[ASSIGNED TASK]
When you come to a picture, pass over it, and set down the entries below exactly.

▽

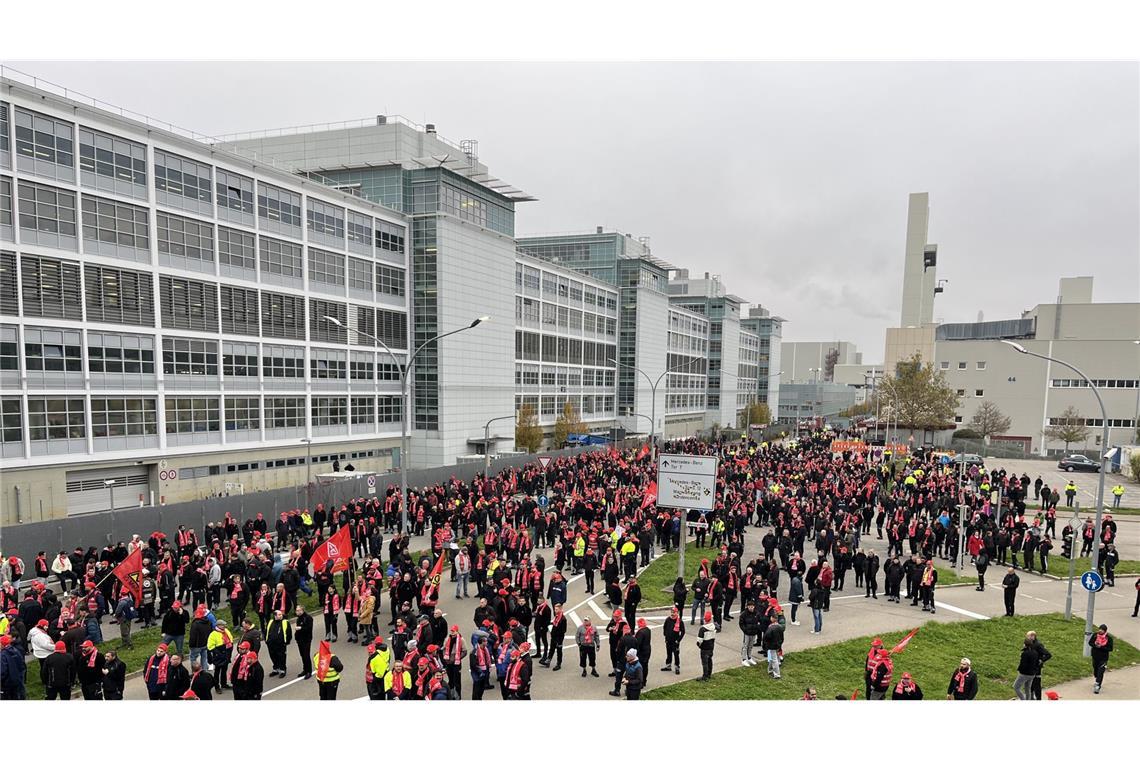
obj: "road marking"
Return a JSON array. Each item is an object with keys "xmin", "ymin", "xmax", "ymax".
[
  {"xmin": 934, "ymin": 601, "xmax": 990, "ymax": 620},
  {"xmin": 588, "ymin": 599, "xmax": 609, "ymax": 620},
  {"xmin": 568, "ymin": 610, "xmax": 583, "ymax": 627},
  {"xmin": 263, "ymin": 675, "xmax": 305, "ymax": 696}
]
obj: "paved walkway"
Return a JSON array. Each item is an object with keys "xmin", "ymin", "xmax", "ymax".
[{"xmin": 1036, "ymin": 664, "xmax": 1140, "ymax": 700}]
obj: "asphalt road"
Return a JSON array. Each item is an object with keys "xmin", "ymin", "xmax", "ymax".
[{"xmin": 105, "ymin": 511, "xmax": 1139, "ymax": 701}]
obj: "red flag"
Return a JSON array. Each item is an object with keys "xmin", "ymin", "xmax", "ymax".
[
  {"xmin": 112, "ymin": 548, "xmax": 144, "ymax": 604},
  {"xmin": 316, "ymin": 640, "xmax": 332, "ymax": 681},
  {"xmin": 734, "ymin": 457, "xmax": 749, "ymax": 467},
  {"xmin": 637, "ymin": 443, "xmax": 650, "ymax": 461},
  {"xmin": 421, "ymin": 551, "xmax": 446, "ymax": 606},
  {"xmin": 850, "ymin": 688, "xmax": 860, "ymax": 701},
  {"xmin": 311, "ymin": 525, "xmax": 352, "ymax": 574},
  {"xmin": 889, "ymin": 627, "xmax": 919, "ymax": 655},
  {"xmin": 642, "ymin": 480, "xmax": 658, "ymax": 510}
]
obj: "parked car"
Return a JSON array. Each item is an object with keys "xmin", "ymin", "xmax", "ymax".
[
  {"xmin": 1058, "ymin": 454, "xmax": 1099, "ymax": 473},
  {"xmin": 953, "ymin": 453, "xmax": 985, "ymax": 467}
]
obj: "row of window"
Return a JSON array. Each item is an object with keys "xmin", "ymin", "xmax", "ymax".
[
  {"xmin": 940, "ymin": 361, "xmax": 987, "ymax": 370},
  {"xmin": 0, "ymin": 254, "xmax": 406, "ymax": 345},
  {"xmin": 9, "ymin": 106, "xmax": 405, "ymax": 252},
  {"xmin": 514, "ymin": 297, "xmax": 618, "ymax": 336},
  {"xmin": 1045, "ymin": 417, "xmax": 1135, "ymax": 428},
  {"xmin": 1050, "ymin": 378, "xmax": 1138, "ymax": 389},
  {"xmin": 514, "ymin": 364, "xmax": 617, "ymax": 388},
  {"xmin": 956, "ymin": 388, "xmax": 986, "ymax": 398},
  {"xmin": 514, "ymin": 331, "xmax": 619, "ymax": 366},
  {"xmin": 177, "ymin": 448, "xmax": 389, "ymax": 480},
  {"xmin": 0, "ymin": 395, "xmax": 404, "ymax": 443},
  {"xmin": 514, "ymin": 263, "xmax": 618, "ymax": 313},
  {"xmin": 514, "ymin": 394, "xmax": 617, "ymax": 417},
  {"xmin": 0, "ymin": 329, "xmax": 405, "ymax": 381}
]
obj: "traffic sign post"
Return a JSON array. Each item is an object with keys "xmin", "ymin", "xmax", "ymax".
[
  {"xmin": 1080, "ymin": 571, "xmax": 1104, "ymax": 593},
  {"xmin": 537, "ymin": 455, "xmax": 552, "ymax": 496},
  {"xmin": 1064, "ymin": 509, "xmax": 1081, "ymax": 620},
  {"xmin": 657, "ymin": 453, "xmax": 719, "ymax": 579},
  {"xmin": 367, "ymin": 475, "xmax": 376, "ymax": 495}
]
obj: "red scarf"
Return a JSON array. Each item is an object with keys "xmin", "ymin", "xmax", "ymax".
[
  {"xmin": 391, "ymin": 671, "xmax": 406, "ymax": 696},
  {"xmin": 953, "ymin": 669, "xmax": 969, "ymax": 693},
  {"xmin": 583, "ymin": 625, "xmax": 594, "ymax": 645},
  {"xmin": 230, "ymin": 579, "xmax": 243, "ymax": 600},
  {"xmin": 237, "ymin": 652, "xmax": 255, "ymax": 680},
  {"xmin": 552, "ymin": 612, "xmax": 563, "ymax": 629},
  {"xmin": 476, "ymin": 645, "xmax": 489, "ymax": 670},
  {"xmin": 148, "ymin": 653, "xmax": 169, "ymax": 684},
  {"xmin": 1094, "ymin": 632, "xmax": 1108, "ymax": 648},
  {"xmin": 85, "ymin": 647, "xmax": 98, "ymax": 668},
  {"xmin": 671, "ymin": 616, "xmax": 681, "ymax": 633}
]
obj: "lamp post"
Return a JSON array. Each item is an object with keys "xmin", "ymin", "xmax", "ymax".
[
  {"xmin": 324, "ymin": 314, "xmax": 488, "ymax": 536},
  {"xmin": 104, "ymin": 479, "xmax": 116, "ymax": 542},
  {"xmin": 483, "ymin": 413, "xmax": 516, "ymax": 480},
  {"xmin": 300, "ymin": 438, "xmax": 312, "ymax": 510},
  {"xmin": 1002, "ymin": 340, "xmax": 1108, "ymax": 656}
]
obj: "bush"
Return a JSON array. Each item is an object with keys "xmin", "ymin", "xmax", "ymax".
[
  {"xmin": 952, "ymin": 429, "xmax": 982, "ymax": 440},
  {"xmin": 1131, "ymin": 452, "xmax": 1140, "ymax": 484}
]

△

[ANSWER TO THE PROBLEM]
obj: "road marking"
Return a JSON array. Each item is an object with keys "xmin", "ymin", "xmax", "ymax".
[
  {"xmin": 934, "ymin": 601, "xmax": 990, "ymax": 620},
  {"xmin": 588, "ymin": 599, "xmax": 609, "ymax": 620},
  {"xmin": 568, "ymin": 610, "xmax": 583, "ymax": 627},
  {"xmin": 263, "ymin": 675, "xmax": 305, "ymax": 696}
]
obj: "paved walkway"
Return a JSON array. Each item is an object with keys "xmin", "ymin", "xmax", "ymax".
[{"xmin": 1036, "ymin": 664, "xmax": 1140, "ymax": 700}]
obj: "asphalt road"
Return a JSON array. Each item is an object with keys "xmin", "ymin", "xmax", "ymax".
[{"xmin": 105, "ymin": 511, "xmax": 1139, "ymax": 701}]
obj: "red flag"
Return a JSON array. Each item is an object with keys "xmin", "ymin", "xmax", "ymax".
[
  {"xmin": 112, "ymin": 548, "xmax": 144, "ymax": 604},
  {"xmin": 316, "ymin": 640, "xmax": 332, "ymax": 681},
  {"xmin": 734, "ymin": 457, "xmax": 749, "ymax": 467},
  {"xmin": 637, "ymin": 443, "xmax": 650, "ymax": 461},
  {"xmin": 421, "ymin": 551, "xmax": 446, "ymax": 606},
  {"xmin": 850, "ymin": 688, "xmax": 860, "ymax": 701},
  {"xmin": 311, "ymin": 525, "xmax": 352, "ymax": 574},
  {"xmin": 889, "ymin": 627, "xmax": 919, "ymax": 655},
  {"xmin": 642, "ymin": 480, "xmax": 658, "ymax": 510}
]
obj: "parked car"
Return a JSON array. Each item is an object with keys "xmin", "ymin", "xmax", "ymax".
[
  {"xmin": 1058, "ymin": 454, "xmax": 1099, "ymax": 473},
  {"xmin": 953, "ymin": 453, "xmax": 985, "ymax": 467}
]
obj: "row of window"
Return a JSON array. Each item is an object with keys "xmin", "ymin", "xmax", "ymax".
[
  {"xmin": 940, "ymin": 361, "xmax": 987, "ymax": 370},
  {"xmin": 0, "ymin": 254, "xmax": 406, "ymax": 345},
  {"xmin": 9, "ymin": 106, "xmax": 405, "ymax": 252},
  {"xmin": 514, "ymin": 297, "xmax": 618, "ymax": 336},
  {"xmin": 1045, "ymin": 417, "xmax": 1135, "ymax": 428},
  {"xmin": 1050, "ymin": 378, "xmax": 1138, "ymax": 389},
  {"xmin": 514, "ymin": 364, "xmax": 617, "ymax": 388},
  {"xmin": 956, "ymin": 388, "xmax": 986, "ymax": 398},
  {"xmin": 514, "ymin": 331, "xmax": 619, "ymax": 366},
  {"xmin": 177, "ymin": 448, "xmax": 389, "ymax": 480},
  {"xmin": 0, "ymin": 395, "xmax": 404, "ymax": 443},
  {"xmin": 514, "ymin": 263, "xmax": 618, "ymax": 313},
  {"xmin": 514, "ymin": 394, "xmax": 617, "ymax": 417},
  {"xmin": 0, "ymin": 329, "xmax": 405, "ymax": 381}
]
obj: "traffic sign post"
Return a JSON array. Each item is an object with keys "xmin", "ymin", "xmax", "ymax".
[
  {"xmin": 1080, "ymin": 571, "xmax": 1104, "ymax": 593},
  {"xmin": 537, "ymin": 455, "xmax": 552, "ymax": 496},
  {"xmin": 1064, "ymin": 509, "xmax": 1081, "ymax": 620},
  {"xmin": 657, "ymin": 453, "xmax": 719, "ymax": 579},
  {"xmin": 367, "ymin": 475, "xmax": 376, "ymax": 495}
]
obj: "red scarf"
Return a JSON array. Each item is an object with keys "xmin", "ymin", "xmax", "ymax".
[
  {"xmin": 391, "ymin": 671, "xmax": 406, "ymax": 696},
  {"xmin": 953, "ymin": 669, "xmax": 969, "ymax": 693},
  {"xmin": 583, "ymin": 625, "xmax": 594, "ymax": 645},
  {"xmin": 230, "ymin": 579, "xmax": 243, "ymax": 600},
  {"xmin": 237, "ymin": 652, "xmax": 255, "ymax": 680},
  {"xmin": 552, "ymin": 612, "xmax": 563, "ymax": 629},
  {"xmin": 476, "ymin": 645, "xmax": 489, "ymax": 670},
  {"xmin": 148, "ymin": 653, "xmax": 169, "ymax": 684},
  {"xmin": 1094, "ymin": 632, "xmax": 1108, "ymax": 648},
  {"xmin": 85, "ymin": 647, "xmax": 98, "ymax": 668},
  {"xmin": 671, "ymin": 616, "xmax": 681, "ymax": 633}
]
obj: "lamp post"
Return a JSON array. Each item is an object with keys "xmin", "ymin", "xmax", "ymax".
[
  {"xmin": 324, "ymin": 314, "xmax": 488, "ymax": 536},
  {"xmin": 104, "ymin": 479, "xmax": 116, "ymax": 542},
  {"xmin": 483, "ymin": 413, "xmax": 516, "ymax": 480},
  {"xmin": 300, "ymin": 438, "xmax": 312, "ymax": 510},
  {"xmin": 1002, "ymin": 340, "xmax": 1108, "ymax": 656}
]
obj: "bush"
Return a JSON array. Each item is an object with keys "xmin", "ymin", "xmax", "ymax".
[
  {"xmin": 952, "ymin": 429, "xmax": 982, "ymax": 440},
  {"xmin": 1131, "ymin": 452, "xmax": 1140, "ymax": 484}
]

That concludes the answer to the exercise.